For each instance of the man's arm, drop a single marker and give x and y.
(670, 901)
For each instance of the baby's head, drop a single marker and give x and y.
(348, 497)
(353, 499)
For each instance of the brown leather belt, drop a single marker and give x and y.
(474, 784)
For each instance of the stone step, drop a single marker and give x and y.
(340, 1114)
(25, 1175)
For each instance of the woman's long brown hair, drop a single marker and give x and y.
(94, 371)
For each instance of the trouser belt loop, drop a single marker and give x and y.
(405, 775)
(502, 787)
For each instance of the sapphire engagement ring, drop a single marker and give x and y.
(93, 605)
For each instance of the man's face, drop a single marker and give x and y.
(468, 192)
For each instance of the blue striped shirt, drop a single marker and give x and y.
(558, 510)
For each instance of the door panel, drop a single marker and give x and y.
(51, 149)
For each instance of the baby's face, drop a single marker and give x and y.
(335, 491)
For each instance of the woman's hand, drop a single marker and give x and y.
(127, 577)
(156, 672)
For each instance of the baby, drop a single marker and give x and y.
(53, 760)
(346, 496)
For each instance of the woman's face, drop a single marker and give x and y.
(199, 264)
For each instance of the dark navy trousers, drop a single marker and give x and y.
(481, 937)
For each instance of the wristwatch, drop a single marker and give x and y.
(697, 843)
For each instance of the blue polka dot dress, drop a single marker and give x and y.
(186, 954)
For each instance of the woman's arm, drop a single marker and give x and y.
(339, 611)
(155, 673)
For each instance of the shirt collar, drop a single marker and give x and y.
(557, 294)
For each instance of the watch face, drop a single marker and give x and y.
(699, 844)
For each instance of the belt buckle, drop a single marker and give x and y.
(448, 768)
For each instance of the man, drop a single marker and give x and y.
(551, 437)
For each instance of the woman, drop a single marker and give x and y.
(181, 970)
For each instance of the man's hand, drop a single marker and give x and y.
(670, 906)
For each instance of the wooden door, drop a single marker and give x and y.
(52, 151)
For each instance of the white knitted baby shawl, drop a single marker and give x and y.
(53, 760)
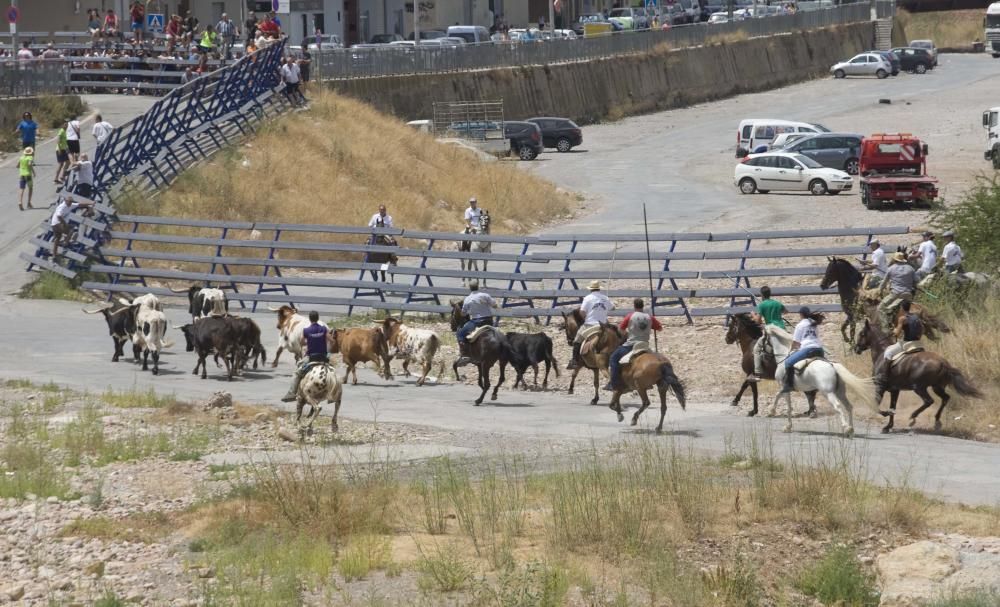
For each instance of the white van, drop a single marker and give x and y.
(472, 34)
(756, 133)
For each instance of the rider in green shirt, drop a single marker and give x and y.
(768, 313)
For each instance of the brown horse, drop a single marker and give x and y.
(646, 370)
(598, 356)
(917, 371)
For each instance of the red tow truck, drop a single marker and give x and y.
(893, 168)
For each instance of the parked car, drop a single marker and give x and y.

:::

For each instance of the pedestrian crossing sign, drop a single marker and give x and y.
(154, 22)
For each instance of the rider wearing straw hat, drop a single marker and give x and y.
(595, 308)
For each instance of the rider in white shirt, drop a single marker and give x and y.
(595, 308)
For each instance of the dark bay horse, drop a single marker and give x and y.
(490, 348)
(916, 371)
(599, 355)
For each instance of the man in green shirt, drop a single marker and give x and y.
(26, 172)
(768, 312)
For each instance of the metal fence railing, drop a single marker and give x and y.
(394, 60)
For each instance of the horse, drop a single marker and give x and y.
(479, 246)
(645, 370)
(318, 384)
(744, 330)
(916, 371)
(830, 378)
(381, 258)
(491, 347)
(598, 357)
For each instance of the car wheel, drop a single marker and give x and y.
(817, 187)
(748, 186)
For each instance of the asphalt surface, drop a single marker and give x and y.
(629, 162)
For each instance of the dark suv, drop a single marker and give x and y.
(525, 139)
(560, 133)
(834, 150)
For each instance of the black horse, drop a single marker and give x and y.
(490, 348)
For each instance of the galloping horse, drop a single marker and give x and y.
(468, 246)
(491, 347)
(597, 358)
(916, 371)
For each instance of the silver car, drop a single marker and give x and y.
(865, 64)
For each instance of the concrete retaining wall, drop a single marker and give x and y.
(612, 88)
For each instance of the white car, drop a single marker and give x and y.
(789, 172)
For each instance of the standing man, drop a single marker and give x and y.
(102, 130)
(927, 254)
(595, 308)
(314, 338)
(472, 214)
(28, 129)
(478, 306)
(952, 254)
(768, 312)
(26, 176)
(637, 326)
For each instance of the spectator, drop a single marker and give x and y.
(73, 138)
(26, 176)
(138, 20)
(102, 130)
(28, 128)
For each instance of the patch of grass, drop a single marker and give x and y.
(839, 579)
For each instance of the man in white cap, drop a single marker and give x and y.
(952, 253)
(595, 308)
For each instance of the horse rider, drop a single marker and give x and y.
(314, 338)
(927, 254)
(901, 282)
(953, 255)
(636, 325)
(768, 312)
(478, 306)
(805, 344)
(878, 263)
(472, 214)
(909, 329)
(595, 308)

:::

# Goal of the exercise
When you reach the line containing "For each instance of the woman, drop" in the entries above, begin restating word for word, and stop once the line containing "For each instance of the parked" has been given. Omit the pictures.

# Answer box
For each instance of the woman, drop a single marker and give x and y.
(181, 970)
For each instance of the man's hand, drop a single marker and give x and y.
(670, 906)
For each instance of the wooden door, drop a single marker and give x and y.
(52, 151)
For each instance of the white knitted baby shawl, drop a single marker and give x and y.
(53, 760)
For each instance of the white van, drop a single marker and give x and y.
(472, 34)
(756, 133)
For each instance of the rider in green shirt, drop a single marker and give x and y.
(768, 313)
For each instance of the brown horse, drop a single marker and give x and y.
(646, 370)
(598, 356)
(917, 371)
For each instance of the red tow truck, drop a single marker and give x and y.
(893, 168)
For each instance of the parked car, drop a single marker and give x and y.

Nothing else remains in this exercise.